## Begin Material for this task

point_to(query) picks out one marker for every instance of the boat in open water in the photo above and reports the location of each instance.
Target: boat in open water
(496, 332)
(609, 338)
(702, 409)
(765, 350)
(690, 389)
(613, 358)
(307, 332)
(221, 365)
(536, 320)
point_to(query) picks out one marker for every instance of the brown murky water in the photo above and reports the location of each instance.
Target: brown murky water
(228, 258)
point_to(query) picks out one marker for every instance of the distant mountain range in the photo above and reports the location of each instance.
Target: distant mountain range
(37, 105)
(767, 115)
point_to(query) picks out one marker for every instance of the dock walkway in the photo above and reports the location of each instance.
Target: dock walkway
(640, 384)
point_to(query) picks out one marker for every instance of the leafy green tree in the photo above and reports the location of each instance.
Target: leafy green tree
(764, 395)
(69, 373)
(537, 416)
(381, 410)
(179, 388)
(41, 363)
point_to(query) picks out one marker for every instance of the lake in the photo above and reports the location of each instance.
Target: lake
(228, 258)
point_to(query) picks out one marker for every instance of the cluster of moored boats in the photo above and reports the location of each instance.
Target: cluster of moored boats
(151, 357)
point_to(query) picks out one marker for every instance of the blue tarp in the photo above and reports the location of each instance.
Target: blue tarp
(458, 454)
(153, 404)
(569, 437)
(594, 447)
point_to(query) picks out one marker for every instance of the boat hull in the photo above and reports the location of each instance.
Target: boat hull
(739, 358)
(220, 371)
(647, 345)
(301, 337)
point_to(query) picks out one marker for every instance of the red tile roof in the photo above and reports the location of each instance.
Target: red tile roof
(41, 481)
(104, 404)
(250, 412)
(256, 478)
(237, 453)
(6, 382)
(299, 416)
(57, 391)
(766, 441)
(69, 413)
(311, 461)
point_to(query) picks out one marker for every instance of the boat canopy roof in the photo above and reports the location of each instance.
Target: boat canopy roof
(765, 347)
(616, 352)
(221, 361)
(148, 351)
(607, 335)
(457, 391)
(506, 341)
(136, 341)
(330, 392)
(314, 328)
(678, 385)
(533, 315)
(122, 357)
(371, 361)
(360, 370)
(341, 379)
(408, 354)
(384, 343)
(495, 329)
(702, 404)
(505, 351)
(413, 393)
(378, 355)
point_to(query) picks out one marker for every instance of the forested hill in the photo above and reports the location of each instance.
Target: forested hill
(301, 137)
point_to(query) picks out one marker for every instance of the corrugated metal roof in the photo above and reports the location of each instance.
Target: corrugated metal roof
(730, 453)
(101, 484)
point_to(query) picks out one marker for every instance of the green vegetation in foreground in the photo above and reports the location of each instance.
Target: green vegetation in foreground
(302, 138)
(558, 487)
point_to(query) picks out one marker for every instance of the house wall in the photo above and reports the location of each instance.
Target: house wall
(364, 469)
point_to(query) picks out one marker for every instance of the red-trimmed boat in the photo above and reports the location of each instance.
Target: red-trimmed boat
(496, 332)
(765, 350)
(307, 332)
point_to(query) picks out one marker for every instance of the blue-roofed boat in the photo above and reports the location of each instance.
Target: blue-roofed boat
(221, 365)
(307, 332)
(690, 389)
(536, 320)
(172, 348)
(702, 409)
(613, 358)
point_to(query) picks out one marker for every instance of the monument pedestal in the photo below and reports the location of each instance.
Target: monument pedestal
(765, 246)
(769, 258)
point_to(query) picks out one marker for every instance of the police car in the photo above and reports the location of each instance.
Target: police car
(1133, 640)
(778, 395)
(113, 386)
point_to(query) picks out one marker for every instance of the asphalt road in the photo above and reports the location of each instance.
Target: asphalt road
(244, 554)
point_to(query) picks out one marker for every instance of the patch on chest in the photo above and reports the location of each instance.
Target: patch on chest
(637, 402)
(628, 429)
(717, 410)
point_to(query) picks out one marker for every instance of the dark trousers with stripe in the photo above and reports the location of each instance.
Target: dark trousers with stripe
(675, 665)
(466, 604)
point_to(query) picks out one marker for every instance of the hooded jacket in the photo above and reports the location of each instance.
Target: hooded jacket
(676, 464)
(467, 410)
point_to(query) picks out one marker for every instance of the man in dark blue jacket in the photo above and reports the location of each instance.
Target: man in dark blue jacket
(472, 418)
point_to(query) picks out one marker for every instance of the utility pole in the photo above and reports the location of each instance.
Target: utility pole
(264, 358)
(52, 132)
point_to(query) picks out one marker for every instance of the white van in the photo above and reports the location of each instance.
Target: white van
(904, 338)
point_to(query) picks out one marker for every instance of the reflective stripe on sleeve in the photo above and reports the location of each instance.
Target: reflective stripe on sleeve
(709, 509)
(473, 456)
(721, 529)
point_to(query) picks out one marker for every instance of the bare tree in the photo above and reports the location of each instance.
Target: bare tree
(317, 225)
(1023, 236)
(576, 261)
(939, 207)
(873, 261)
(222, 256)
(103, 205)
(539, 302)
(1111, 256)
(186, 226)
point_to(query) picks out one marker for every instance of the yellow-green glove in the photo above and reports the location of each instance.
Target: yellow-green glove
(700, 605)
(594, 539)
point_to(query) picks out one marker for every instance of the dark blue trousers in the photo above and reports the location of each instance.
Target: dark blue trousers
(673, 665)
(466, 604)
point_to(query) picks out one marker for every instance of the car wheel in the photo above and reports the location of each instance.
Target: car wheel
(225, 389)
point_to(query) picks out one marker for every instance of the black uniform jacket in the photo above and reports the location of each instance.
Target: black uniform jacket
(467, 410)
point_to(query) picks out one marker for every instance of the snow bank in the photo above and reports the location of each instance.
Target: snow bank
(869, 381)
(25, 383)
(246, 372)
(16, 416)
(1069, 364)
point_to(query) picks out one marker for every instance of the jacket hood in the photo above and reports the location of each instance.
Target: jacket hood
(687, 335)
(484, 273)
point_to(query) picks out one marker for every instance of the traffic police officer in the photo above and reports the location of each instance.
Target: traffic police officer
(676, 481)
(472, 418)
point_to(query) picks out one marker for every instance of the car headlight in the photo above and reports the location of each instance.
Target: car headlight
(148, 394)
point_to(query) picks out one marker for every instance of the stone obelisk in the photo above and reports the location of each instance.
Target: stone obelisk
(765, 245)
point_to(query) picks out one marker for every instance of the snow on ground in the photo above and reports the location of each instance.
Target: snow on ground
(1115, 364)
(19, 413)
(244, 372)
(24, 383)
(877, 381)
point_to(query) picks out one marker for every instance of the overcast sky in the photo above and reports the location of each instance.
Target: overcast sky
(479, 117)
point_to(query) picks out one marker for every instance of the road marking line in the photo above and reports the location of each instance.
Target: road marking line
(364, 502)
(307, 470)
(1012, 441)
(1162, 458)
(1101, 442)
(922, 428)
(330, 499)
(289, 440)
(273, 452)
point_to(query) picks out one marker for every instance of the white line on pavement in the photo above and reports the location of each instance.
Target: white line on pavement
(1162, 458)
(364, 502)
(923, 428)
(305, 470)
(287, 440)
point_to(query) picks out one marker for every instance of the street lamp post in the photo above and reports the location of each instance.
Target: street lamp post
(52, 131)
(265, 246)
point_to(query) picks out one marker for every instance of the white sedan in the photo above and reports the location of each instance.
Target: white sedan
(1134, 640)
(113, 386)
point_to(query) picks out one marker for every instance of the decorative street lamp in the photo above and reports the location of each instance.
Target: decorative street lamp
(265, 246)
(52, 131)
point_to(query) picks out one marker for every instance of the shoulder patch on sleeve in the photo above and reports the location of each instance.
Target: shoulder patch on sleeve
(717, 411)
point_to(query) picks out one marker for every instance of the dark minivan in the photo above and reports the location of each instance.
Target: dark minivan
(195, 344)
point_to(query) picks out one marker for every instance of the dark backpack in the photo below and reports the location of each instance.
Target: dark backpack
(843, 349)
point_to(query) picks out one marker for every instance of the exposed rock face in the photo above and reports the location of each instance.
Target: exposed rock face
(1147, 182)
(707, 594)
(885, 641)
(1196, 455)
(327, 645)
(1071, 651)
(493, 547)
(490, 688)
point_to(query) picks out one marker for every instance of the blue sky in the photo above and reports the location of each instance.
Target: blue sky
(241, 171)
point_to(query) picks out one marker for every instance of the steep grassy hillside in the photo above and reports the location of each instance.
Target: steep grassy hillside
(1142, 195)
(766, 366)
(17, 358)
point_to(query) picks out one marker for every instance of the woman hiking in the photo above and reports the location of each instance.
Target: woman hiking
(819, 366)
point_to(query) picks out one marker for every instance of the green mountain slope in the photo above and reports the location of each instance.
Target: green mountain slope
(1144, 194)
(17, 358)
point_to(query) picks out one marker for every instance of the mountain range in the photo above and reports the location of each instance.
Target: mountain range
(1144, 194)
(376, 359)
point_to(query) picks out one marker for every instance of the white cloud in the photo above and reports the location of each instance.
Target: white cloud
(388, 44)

## End Material for this task

Directions for this task
Starting at the line that contains "of the woman" and ending at the last line of the entries, lay out those lines as a Markdown table with the columns Row and Text, where Row numbers each line in order. Leave out any blank lines.

Expected answer
| Row | Text |
|---|---|
| 1 | point_to(query) picks out one marker for every instance of the woman hiking in the photo above and reports the location of each instance. |
| 2 | Target: woman hiking |
| 3 | (819, 366) |
| 4 | point_to(query) picks out one marker for every instance of the green mountain slope in the photo above and reports the location of each instance. |
| 5 | Target: green mountain slope |
| 6 | (1144, 194) |
| 7 | (17, 358) |
| 8 | point_to(query) picks out one marker for every instance of the mountain range in the photo above and reports the location of each instance. |
| 9 | Target: mountain range |
| 10 | (1144, 194) |
| 11 | (376, 359) |
| 12 | point_to(query) picks out one marker for every instance of the white cloud in the photo above and reports the location of each instance. |
| 13 | Target: white cloud |
| 14 | (388, 44) |